▶ EXERCISE PROMPT: Render the records as a numbered list, omitting blank lines, from the line containing "Would it be possible for you to pinpoint the blurred" through the end of the records.

▶ DATASET CONTENT:
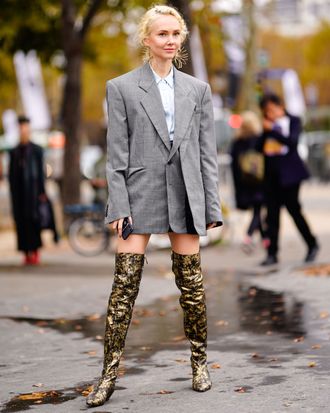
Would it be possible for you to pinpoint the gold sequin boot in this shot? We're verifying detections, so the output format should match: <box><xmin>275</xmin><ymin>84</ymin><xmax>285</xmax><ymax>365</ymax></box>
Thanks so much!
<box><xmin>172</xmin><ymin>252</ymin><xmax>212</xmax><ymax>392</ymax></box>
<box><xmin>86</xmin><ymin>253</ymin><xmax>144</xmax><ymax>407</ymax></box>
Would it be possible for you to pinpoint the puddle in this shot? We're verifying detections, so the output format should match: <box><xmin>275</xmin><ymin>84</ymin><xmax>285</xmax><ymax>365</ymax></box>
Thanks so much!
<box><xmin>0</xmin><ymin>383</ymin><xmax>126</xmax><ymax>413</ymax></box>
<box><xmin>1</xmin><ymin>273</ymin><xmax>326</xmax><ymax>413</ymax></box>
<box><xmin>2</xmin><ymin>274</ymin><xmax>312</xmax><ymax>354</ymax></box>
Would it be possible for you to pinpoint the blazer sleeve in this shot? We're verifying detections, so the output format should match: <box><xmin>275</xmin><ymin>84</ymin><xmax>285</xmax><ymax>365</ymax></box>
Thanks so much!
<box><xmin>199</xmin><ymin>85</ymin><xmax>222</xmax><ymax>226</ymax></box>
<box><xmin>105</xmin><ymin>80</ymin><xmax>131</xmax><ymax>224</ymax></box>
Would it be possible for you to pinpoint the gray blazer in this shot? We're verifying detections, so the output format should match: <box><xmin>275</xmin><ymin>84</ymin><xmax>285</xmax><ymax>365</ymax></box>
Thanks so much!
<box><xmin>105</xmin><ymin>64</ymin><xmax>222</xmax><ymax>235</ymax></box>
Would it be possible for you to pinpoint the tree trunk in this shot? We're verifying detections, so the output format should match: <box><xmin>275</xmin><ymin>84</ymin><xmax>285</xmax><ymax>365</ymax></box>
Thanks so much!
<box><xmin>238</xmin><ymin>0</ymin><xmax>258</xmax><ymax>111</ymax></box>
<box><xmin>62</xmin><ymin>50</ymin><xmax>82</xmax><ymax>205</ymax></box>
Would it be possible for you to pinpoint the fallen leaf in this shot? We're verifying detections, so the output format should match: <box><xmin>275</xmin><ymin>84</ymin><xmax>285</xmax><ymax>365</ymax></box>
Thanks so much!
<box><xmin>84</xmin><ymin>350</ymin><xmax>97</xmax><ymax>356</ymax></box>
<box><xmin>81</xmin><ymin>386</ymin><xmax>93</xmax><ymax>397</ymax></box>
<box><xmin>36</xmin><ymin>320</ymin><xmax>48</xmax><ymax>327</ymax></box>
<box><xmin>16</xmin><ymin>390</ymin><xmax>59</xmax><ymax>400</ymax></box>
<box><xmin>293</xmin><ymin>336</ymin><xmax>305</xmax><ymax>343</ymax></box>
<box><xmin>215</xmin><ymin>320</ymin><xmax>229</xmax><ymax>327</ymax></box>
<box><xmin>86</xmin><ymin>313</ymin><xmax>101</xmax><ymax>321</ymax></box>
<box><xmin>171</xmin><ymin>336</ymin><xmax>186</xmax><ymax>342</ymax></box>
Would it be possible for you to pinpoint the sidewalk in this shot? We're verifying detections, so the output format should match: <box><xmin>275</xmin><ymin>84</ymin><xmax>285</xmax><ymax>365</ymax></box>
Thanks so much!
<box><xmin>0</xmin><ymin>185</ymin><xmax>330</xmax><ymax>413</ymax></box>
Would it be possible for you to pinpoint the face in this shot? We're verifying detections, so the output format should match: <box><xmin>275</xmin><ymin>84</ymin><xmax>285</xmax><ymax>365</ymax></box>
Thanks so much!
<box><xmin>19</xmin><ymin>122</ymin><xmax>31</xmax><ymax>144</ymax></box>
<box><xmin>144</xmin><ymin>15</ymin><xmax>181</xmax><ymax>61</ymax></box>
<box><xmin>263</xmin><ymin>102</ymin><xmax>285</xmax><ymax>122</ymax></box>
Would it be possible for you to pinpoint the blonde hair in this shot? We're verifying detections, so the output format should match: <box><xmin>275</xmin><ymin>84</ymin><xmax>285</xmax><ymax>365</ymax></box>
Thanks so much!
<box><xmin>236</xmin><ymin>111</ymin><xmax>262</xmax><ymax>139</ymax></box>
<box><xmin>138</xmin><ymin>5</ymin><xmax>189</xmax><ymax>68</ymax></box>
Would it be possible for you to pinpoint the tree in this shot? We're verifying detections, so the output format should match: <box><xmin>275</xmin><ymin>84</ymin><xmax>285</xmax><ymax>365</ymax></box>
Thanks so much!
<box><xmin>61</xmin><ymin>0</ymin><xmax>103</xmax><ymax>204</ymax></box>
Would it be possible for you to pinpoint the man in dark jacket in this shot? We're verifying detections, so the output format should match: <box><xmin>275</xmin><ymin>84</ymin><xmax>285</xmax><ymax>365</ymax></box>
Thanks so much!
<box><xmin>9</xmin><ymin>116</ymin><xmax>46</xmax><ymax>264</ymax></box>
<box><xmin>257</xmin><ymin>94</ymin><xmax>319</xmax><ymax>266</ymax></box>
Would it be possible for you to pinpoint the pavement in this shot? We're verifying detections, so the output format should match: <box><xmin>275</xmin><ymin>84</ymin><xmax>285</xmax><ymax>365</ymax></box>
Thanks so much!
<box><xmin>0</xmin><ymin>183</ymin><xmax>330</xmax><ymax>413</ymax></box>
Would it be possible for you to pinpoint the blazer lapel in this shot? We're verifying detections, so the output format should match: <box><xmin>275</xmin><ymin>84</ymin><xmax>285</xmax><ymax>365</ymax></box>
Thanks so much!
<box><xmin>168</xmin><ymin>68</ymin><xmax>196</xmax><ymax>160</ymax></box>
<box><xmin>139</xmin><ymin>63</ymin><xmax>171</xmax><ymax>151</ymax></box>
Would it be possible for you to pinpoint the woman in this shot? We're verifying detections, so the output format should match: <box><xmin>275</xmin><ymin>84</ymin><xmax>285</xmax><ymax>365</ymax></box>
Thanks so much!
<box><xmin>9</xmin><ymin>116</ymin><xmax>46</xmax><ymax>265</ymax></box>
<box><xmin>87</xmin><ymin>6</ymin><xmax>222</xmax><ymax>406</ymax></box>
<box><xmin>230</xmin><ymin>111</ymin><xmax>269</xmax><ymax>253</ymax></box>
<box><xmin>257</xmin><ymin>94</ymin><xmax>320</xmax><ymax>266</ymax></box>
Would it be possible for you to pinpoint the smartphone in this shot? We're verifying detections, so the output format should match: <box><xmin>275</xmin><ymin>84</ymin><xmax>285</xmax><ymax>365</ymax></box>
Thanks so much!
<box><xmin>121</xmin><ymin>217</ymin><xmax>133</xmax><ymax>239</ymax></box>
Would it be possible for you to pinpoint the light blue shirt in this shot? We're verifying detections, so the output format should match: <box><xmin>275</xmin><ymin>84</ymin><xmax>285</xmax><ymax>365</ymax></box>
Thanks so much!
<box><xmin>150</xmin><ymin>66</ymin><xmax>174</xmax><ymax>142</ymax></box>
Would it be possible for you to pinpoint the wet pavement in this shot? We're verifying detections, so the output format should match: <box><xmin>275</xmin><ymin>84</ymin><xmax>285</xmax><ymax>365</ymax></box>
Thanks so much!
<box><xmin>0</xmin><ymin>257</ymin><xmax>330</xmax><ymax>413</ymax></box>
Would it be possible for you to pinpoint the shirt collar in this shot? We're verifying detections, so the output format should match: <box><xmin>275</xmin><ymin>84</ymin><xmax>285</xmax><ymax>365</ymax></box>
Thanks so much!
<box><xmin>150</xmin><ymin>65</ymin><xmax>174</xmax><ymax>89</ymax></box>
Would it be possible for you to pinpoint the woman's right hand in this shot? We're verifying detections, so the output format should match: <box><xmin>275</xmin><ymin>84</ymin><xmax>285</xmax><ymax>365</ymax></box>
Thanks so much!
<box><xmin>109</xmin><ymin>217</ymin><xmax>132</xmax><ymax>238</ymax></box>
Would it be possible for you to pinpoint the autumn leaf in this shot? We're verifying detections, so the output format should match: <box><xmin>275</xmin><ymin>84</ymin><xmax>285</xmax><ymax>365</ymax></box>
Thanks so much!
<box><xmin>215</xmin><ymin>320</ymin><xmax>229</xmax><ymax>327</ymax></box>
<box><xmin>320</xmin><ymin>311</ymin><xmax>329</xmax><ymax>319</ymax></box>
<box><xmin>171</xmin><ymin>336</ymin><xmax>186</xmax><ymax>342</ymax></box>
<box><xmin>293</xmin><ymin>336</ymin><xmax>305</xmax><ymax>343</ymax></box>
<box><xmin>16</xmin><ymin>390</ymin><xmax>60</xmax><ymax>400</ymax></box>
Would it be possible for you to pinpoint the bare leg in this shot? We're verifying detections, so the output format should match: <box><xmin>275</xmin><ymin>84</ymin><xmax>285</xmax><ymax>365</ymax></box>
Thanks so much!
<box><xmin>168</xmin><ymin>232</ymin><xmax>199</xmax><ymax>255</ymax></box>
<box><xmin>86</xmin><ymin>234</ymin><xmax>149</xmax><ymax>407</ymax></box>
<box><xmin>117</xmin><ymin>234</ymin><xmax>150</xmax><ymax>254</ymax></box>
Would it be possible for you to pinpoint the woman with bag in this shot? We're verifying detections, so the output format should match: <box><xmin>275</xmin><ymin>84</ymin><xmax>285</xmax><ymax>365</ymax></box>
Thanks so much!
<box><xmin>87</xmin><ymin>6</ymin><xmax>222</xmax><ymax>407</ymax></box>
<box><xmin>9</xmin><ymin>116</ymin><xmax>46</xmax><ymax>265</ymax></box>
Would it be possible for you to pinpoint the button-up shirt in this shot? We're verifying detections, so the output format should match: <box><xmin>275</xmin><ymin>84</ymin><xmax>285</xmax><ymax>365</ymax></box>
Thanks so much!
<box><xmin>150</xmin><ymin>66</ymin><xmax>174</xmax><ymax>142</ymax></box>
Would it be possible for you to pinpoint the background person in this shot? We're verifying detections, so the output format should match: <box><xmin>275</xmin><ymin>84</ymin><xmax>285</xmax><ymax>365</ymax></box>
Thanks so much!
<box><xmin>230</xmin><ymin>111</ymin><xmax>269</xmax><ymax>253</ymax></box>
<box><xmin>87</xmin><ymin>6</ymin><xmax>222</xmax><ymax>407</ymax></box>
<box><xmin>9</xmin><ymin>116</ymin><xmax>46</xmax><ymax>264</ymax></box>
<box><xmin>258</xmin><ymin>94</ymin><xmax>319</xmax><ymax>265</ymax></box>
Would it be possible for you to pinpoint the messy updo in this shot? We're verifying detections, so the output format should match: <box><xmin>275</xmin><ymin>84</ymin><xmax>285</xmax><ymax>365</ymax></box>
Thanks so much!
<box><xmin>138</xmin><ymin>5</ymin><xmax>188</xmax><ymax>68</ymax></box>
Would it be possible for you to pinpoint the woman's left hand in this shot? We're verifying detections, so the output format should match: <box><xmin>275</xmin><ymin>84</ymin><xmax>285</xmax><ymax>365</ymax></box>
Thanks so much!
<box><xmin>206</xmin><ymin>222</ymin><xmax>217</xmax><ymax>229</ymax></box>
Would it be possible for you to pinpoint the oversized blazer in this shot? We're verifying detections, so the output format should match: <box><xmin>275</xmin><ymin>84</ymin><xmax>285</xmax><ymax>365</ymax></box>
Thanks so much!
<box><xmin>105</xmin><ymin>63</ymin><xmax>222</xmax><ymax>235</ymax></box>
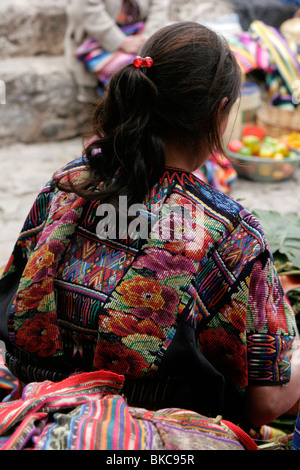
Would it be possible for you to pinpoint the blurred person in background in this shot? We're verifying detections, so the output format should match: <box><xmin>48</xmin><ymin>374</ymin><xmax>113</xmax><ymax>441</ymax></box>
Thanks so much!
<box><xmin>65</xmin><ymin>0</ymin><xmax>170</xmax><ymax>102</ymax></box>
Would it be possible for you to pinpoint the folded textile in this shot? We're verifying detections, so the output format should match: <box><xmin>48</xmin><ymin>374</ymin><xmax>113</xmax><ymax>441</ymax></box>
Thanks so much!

▶ TASK ANSWER:
1. Would it be possible for you to pinpoint the blurred person in background in this shot? We're verifying detections, so the output format should match: <box><xmin>48</xmin><ymin>374</ymin><xmax>113</xmax><ymax>441</ymax></box>
2. Thanks so much!
3. <box><xmin>65</xmin><ymin>0</ymin><xmax>170</xmax><ymax>102</ymax></box>
4. Would it be possible for you to pinpoint the folded textile in this shot? We're verifying detections, so the output format should match: <box><xmin>48</xmin><ymin>374</ymin><xmax>113</xmax><ymax>441</ymax></box>
5. Thanks so much!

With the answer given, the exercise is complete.